TASK GOAL:
Copy the folk horror film reviews starting with "The Wicker Man, British, 1973" and going on through "from this movie.", swapping "DVD" for "Blu-ray".

PAGE TEXT:
====================

I’m not sure how much longer the Folk Horror collection on Shudder will be available, since Shudder rotates its titles fairly frequently. In any case I’ve enjoyed watching all these movies, even the ones I didn’t like much. It was a fun project. The term “folk horror” feels pretty broad at times as a descriptor for all these films, but nothing I watched seem to fall outside the concept, which ultimately makes it pretty effective as a term for thinking about the subject matter and themes of these films.

The Wicker Man, British, 1973 (5 stars): Still often called the best British horror movie ever made, and I’ve not seen anything that makes me disagree. I have a DVD box set of this movie. Nearly every moment is beautiful; nearly every moment is eerie and disquieting, and the pervasive discomfort just keeps building. As a viewer, you always know something’s wrong, but the film is so surprising and original that you never know what it is. By the way, the hugely popular 2019 film Midsommar borrows tons from this movie and I haven’t seen anybody else note that. And I can say this and viewers still won’t know what to expect from this movie.

Il Demonio, Italian, 1963 (4 ½ stars): Surprisingly and effectively, this movie splits the difference between an Italian neorealist film and a horror movie. Set in a convincingly disturbing rural environment, the movie depends on Daliah Lavi’s outrageous and compelling portrayal of a out-of-control character who often turns out to be less disturbing than the more ordinary people around her. The movie’s not scary really, but it sure is disconcerting. Also, there’s a scene in it that’s the basis of an infamous scene in the director’s cut of The Exorcist. The scene was probably cut from The Exorcist for good reason, but the original in Il Demonio is riveting.

Kill List, British, 2011 (4 stars): This movie is even more brutal than its brutal trailer would lead you to believe. But it’s also a much better movie than the brutality might lead anyone to suspect. The situation is off-kilter and disturbing, the characterizations are effective, and even if one has a general sense of what way the mysterious elements of this film are going, I myself didn’t really see the ultimate turns coming. There’s more than a little Tarantino influence here, but this movie is really doing its own thing. I’m not kidding about the brutality though, so consider yourself warned.

====================

RECORD LIST:

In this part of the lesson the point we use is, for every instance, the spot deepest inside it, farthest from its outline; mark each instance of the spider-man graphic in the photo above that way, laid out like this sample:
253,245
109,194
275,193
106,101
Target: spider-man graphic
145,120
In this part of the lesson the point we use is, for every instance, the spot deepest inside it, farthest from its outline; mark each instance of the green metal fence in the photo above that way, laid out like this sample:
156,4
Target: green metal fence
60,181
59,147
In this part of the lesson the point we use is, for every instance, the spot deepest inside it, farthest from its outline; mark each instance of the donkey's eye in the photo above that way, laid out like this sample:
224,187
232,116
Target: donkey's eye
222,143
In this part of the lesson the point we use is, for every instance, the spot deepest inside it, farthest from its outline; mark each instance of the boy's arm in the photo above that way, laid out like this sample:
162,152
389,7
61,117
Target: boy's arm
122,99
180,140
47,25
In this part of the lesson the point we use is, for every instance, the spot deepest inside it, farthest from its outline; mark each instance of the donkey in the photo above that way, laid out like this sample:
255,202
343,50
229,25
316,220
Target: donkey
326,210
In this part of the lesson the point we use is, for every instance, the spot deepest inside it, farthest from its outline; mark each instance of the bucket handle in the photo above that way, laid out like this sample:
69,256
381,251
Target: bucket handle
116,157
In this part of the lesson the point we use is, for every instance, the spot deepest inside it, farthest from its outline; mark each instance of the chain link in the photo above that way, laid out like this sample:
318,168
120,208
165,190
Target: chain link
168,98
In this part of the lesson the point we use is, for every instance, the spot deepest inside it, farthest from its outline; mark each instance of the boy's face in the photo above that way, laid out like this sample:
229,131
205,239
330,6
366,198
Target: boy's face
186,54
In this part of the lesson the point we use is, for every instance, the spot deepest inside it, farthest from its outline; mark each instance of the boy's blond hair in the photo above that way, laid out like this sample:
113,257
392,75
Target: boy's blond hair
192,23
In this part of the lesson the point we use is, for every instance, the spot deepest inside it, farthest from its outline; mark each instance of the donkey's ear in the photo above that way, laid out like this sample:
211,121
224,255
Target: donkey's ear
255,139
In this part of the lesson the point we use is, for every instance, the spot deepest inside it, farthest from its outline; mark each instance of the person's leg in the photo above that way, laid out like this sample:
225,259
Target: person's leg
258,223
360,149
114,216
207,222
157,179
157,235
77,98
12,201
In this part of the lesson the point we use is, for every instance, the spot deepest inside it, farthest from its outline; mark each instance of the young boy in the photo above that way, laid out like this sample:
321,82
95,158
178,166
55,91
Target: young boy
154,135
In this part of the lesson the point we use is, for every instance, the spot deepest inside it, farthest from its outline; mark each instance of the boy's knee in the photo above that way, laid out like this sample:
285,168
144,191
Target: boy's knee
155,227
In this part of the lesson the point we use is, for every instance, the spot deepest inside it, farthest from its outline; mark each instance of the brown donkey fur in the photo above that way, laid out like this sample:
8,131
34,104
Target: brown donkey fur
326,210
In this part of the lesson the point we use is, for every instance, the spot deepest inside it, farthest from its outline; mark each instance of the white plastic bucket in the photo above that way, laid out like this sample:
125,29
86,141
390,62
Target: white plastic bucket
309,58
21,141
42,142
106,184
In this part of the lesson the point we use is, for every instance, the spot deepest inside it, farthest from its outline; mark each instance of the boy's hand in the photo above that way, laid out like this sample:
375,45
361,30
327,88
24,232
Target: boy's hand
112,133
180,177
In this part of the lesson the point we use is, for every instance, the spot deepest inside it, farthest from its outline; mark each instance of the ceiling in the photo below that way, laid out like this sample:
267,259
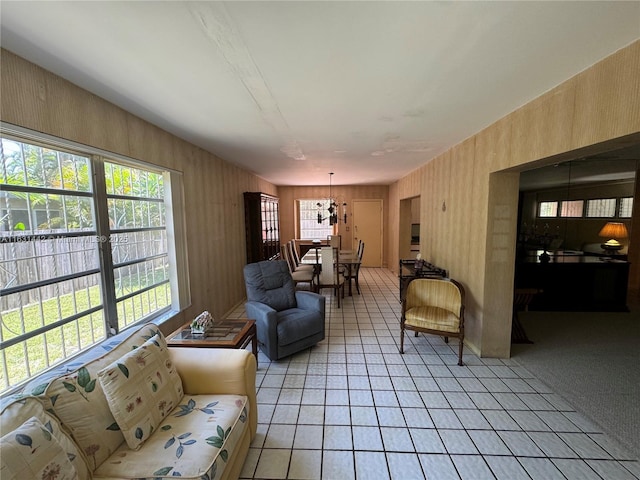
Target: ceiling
294,90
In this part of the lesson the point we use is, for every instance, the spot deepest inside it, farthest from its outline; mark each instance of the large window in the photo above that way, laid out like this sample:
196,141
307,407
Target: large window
595,208
601,207
84,251
308,226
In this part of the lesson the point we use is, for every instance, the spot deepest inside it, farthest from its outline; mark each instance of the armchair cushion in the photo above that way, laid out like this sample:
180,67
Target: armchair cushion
432,318
286,321
270,283
295,323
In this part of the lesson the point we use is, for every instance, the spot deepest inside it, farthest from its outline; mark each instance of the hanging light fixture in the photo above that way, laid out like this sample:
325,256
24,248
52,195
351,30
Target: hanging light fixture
332,208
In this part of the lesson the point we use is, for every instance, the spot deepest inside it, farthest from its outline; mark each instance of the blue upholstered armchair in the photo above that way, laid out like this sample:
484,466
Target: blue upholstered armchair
287,320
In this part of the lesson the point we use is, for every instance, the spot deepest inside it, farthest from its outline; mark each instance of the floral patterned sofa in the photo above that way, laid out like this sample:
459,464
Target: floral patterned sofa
138,410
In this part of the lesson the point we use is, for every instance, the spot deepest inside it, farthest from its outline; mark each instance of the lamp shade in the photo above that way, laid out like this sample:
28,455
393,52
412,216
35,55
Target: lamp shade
614,230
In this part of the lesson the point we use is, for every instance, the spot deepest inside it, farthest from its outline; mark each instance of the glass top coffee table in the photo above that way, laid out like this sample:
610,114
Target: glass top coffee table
229,333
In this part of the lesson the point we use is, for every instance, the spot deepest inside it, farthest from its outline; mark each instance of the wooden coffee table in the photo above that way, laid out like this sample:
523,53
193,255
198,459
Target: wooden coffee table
230,333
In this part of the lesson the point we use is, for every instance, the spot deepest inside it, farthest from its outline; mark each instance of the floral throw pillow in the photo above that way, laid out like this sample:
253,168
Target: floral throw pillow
142,388
31,451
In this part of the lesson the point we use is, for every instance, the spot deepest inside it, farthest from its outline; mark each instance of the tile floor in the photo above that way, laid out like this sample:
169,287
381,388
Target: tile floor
353,407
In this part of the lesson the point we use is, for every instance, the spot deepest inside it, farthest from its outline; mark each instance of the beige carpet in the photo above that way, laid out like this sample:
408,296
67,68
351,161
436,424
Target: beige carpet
593,361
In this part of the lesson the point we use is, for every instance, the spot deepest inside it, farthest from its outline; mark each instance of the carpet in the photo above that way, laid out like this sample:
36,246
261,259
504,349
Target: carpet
593,361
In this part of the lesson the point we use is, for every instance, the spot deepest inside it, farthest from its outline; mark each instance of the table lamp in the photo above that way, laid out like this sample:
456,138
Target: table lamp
613,231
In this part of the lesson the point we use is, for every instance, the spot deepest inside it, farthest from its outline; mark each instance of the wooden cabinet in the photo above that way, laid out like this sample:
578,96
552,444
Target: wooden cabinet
262,225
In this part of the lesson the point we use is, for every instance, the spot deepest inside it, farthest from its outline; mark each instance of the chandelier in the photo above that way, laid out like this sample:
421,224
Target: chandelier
332,208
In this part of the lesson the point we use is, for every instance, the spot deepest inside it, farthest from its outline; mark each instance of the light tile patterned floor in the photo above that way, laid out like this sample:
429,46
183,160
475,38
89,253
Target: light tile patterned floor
353,407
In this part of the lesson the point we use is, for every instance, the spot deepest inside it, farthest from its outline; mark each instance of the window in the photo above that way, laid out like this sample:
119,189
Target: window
60,291
626,207
601,207
308,225
571,208
548,209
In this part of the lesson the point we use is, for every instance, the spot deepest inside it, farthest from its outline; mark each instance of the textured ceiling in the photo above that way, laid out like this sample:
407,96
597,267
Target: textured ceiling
295,90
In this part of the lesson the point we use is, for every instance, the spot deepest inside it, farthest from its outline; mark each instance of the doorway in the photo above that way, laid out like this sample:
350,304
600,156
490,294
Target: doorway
367,226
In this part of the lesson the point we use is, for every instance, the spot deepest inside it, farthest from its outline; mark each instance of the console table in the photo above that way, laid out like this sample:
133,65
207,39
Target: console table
413,268
571,281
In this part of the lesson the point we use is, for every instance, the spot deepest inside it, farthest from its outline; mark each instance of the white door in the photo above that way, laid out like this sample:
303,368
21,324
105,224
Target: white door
367,226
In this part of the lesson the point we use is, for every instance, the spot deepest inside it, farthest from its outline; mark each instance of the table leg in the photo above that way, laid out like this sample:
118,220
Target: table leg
254,344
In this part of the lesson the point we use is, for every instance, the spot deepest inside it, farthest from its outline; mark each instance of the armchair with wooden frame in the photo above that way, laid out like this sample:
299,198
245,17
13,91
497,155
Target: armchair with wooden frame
434,306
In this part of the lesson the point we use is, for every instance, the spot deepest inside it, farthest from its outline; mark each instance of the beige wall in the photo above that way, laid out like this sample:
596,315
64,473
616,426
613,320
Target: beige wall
348,193
36,99
474,237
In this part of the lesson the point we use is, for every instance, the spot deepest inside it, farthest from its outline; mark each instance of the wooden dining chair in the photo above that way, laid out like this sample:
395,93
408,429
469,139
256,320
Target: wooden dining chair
355,269
293,253
299,276
335,241
330,276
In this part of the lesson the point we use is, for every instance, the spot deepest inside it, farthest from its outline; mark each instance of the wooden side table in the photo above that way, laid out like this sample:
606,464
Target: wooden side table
229,333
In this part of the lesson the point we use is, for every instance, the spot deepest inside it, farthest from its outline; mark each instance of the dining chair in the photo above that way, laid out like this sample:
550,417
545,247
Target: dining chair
330,276
434,306
299,276
335,241
293,252
355,269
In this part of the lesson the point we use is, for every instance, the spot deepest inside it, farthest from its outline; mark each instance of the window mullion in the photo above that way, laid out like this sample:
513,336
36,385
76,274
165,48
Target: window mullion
104,245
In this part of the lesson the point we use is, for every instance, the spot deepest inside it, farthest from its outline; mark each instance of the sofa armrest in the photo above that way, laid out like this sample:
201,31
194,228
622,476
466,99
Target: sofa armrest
218,370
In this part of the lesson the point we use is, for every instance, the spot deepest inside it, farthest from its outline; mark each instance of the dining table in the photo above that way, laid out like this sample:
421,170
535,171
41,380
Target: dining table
346,258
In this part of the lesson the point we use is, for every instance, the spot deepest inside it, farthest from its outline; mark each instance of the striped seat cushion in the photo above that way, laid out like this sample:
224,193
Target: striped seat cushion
432,318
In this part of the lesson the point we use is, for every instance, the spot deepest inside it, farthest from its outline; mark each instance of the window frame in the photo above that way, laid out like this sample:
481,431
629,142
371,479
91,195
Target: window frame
331,229
176,251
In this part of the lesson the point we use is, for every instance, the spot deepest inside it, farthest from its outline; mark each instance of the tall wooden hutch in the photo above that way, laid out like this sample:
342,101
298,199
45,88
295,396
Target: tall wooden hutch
262,225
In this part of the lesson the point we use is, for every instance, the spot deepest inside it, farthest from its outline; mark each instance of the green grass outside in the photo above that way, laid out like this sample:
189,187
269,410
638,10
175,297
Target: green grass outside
62,342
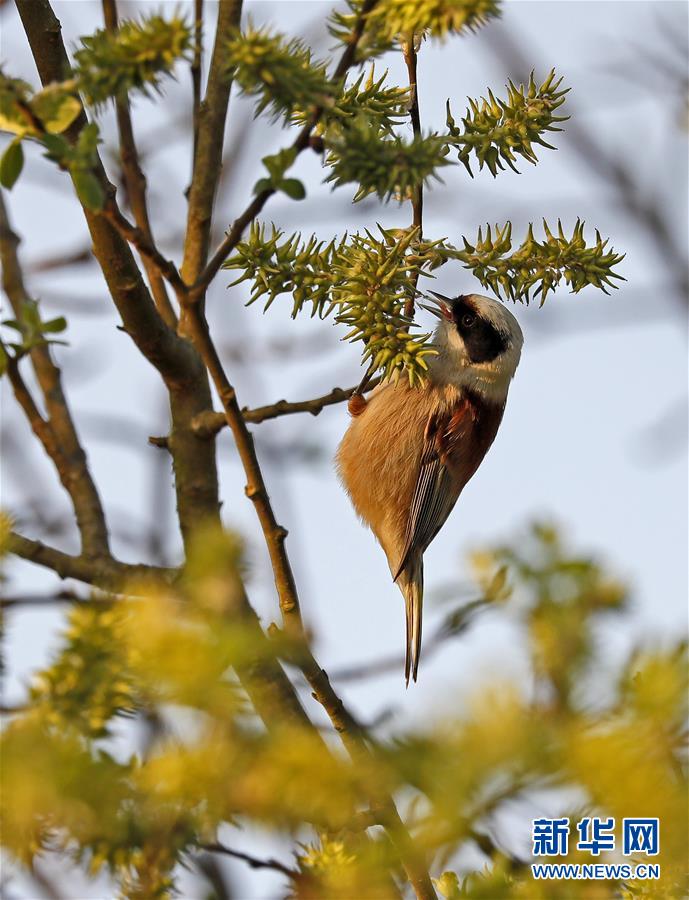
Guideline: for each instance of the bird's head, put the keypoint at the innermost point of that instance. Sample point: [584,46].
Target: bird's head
[479,343]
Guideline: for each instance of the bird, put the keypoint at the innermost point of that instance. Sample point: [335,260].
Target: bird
[409,451]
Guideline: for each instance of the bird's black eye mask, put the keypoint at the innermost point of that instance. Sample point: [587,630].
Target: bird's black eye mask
[481,339]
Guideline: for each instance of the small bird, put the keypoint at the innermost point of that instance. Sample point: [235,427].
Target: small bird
[409,452]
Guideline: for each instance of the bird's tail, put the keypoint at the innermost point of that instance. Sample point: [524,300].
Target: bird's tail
[411,584]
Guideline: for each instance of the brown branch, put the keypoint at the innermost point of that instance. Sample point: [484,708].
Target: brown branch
[255,487]
[100,571]
[302,142]
[212,115]
[352,734]
[195,67]
[58,435]
[135,181]
[209,423]
[196,483]
[140,238]
[410,59]
[253,861]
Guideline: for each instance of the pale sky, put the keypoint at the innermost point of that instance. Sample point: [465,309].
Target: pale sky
[594,436]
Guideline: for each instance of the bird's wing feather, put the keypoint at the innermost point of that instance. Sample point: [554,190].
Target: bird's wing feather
[435,493]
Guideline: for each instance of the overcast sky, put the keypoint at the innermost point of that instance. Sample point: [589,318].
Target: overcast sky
[594,436]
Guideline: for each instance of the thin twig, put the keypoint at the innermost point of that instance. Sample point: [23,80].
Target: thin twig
[105,571]
[209,423]
[143,242]
[34,601]
[410,58]
[135,181]
[302,142]
[195,67]
[252,861]
[58,434]
[212,115]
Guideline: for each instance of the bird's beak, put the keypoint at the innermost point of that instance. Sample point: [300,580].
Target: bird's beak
[442,307]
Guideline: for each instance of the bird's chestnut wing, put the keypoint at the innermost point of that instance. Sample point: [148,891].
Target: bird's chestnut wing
[436,492]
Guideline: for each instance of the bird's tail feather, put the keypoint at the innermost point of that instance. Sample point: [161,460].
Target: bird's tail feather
[411,584]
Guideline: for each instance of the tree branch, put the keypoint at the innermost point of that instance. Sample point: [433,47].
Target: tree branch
[196,64]
[253,861]
[212,115]
[58,435]
[194,462]
[100,571]
[135,181]
[255,487]
[353,735]
[209,423]
[302,142]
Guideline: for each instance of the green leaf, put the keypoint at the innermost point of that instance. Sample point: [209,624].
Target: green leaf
[11,164]
[56,108]
[89,190]
[57,147]
[54,326]
[263,184]
[278,163]
[293,188]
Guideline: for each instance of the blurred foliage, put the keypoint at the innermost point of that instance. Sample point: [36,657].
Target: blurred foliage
[391,21]
[108,65]
[614,735]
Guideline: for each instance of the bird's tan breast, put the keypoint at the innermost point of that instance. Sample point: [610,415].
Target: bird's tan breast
[380,454]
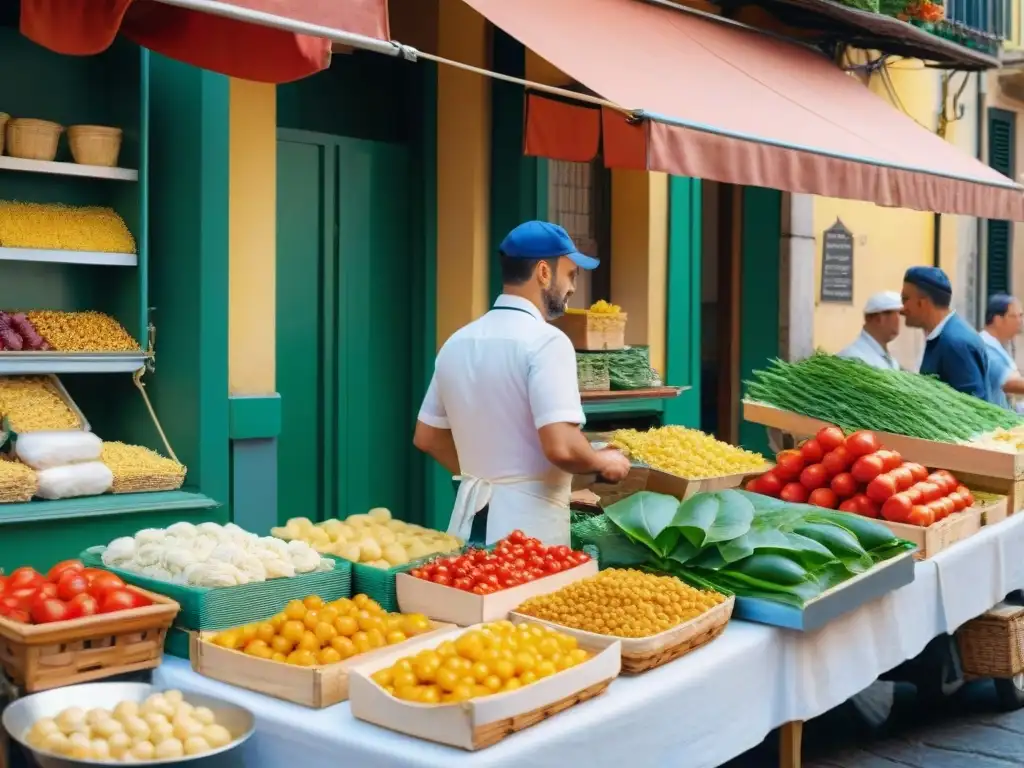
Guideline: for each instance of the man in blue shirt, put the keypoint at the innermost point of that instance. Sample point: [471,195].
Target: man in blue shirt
[1003,324]
[953,351]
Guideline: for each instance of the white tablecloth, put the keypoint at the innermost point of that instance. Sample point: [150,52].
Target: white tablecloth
[698,712]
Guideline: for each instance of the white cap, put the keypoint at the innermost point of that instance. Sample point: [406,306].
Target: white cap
[887,301]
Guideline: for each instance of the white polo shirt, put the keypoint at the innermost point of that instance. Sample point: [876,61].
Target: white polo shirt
[499,380]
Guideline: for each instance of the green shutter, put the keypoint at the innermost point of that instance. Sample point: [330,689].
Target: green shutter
[1001,132]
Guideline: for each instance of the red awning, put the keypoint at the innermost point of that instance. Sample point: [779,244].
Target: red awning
[723,102]
[202,32]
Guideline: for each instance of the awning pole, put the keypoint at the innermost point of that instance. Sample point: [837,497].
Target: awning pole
[228,10]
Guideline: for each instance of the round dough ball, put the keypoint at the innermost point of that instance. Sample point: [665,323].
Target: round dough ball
[204,715]
[217,735]
[197,745]
[126,710]
[100,749]
[174,696]
[143,751]
[185,727]
[72,719]
[108,728]
[119,744]
[55,742]
[170,748]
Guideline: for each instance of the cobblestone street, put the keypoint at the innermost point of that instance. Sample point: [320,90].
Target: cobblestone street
[968,731]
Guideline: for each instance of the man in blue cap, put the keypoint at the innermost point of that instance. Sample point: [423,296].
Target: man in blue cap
[953,351]
[503,411]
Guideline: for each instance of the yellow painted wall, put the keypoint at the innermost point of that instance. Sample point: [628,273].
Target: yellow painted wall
[463,169]
[252,232]
[887,241]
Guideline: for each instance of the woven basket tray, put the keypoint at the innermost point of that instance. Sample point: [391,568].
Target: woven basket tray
[223,607]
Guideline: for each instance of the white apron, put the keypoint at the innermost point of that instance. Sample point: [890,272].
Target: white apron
[538,506]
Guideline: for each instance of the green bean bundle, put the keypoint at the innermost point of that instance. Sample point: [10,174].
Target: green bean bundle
[854,395]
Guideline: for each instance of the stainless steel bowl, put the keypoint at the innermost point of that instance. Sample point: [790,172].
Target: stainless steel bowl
[20,715]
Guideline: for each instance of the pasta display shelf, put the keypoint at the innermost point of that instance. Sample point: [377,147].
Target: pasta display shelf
[71,363]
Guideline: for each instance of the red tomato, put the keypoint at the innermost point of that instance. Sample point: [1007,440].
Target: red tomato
[794,493]
[866,468]
[823,498]
[58,570]
[837,461]
[105,582]
[811,452]
[897,508]
[814,477]
[72,583]
[862,443]
[82,605]
[25,578]
[922,516]
[48,609]
[903,477]
[844,485]
[881,488]
[770,484]
[788,465]
[829,438]
[919,472]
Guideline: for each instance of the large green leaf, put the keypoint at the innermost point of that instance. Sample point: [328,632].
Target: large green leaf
[709,518]
[646,517]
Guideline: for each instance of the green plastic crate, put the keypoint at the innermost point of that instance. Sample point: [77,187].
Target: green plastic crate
[224,607]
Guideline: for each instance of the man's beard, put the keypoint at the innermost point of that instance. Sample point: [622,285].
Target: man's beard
[554,304]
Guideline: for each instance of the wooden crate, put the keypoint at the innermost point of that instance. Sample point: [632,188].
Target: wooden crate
[992,644]
[310,686]
[939,536]
[967,460]
[593,333]
[38,657]
[641,654]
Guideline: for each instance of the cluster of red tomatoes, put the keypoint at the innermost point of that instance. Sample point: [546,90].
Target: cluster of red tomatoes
[69,590]
[515,560]
[856,474]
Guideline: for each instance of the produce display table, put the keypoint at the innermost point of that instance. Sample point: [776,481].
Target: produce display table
[698,712]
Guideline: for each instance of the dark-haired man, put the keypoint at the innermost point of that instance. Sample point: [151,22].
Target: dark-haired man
[503,411]
[953,351]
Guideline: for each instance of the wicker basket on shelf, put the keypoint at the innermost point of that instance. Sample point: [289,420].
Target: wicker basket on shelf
[95,144]
[33,139]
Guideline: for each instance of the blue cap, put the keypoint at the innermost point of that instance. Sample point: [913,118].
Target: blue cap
[929,278]
[542,240]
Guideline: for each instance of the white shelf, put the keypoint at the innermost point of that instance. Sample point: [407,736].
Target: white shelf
[70,363]
[68,169]
[69,257]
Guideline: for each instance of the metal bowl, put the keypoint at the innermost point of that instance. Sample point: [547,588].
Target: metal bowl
[22,715]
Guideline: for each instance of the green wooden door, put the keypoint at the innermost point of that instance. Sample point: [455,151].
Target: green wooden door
[344,345]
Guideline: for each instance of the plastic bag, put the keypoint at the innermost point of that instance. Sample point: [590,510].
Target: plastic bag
[90,478]
[47,450]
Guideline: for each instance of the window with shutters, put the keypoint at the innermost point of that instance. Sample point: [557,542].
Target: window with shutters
[579,199]
[1001,157]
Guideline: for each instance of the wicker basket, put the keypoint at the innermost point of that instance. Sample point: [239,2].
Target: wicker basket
[95,144]
[51,655]
[33,139]
[992,645]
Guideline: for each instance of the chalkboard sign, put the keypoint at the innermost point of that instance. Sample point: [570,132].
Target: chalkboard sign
[837,264]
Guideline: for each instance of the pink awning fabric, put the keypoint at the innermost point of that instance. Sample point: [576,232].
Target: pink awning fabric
[730,104]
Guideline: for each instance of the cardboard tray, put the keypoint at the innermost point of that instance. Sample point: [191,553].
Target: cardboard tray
[872,584]
[934,455]
[687,637]
[310,686]
[464,608]
[480,722]
[939,536]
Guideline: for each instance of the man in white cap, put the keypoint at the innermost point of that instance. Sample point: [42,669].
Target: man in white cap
[881,328]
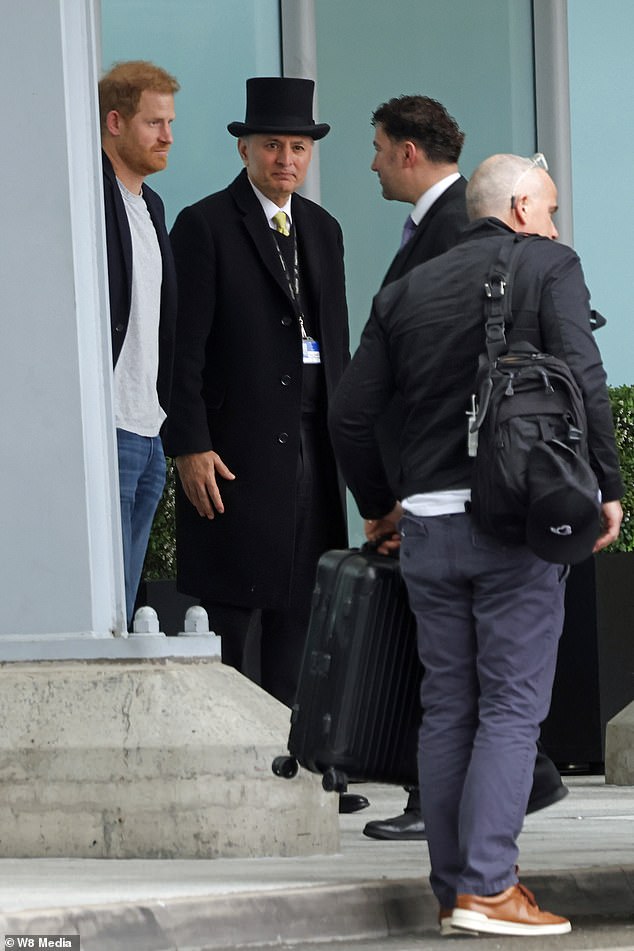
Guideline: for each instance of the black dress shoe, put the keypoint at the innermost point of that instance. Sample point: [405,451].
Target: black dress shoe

====================

SOLUTION TO THIS EXERCISE:
The Wicker Man, British, 1973 (5 stars): Still often called the best British horror movie ever made, and I’ve not seen anything that makes me disagree. I have a Blu-ray box set of this movie. Nearly every moment is beautiful; nearly every moment is eerie and disquieting, and the pervasive discomfort just keeps building. As a viewer, you always know something’s wrong, but the film is so surprising and original that you never know what it is. By the way, the hugely popular 2019 film Midsommar borrows tons from this movie and I haven’t seen anybody else note that. And I can say this and viewers still won’t know what to expect from this movie.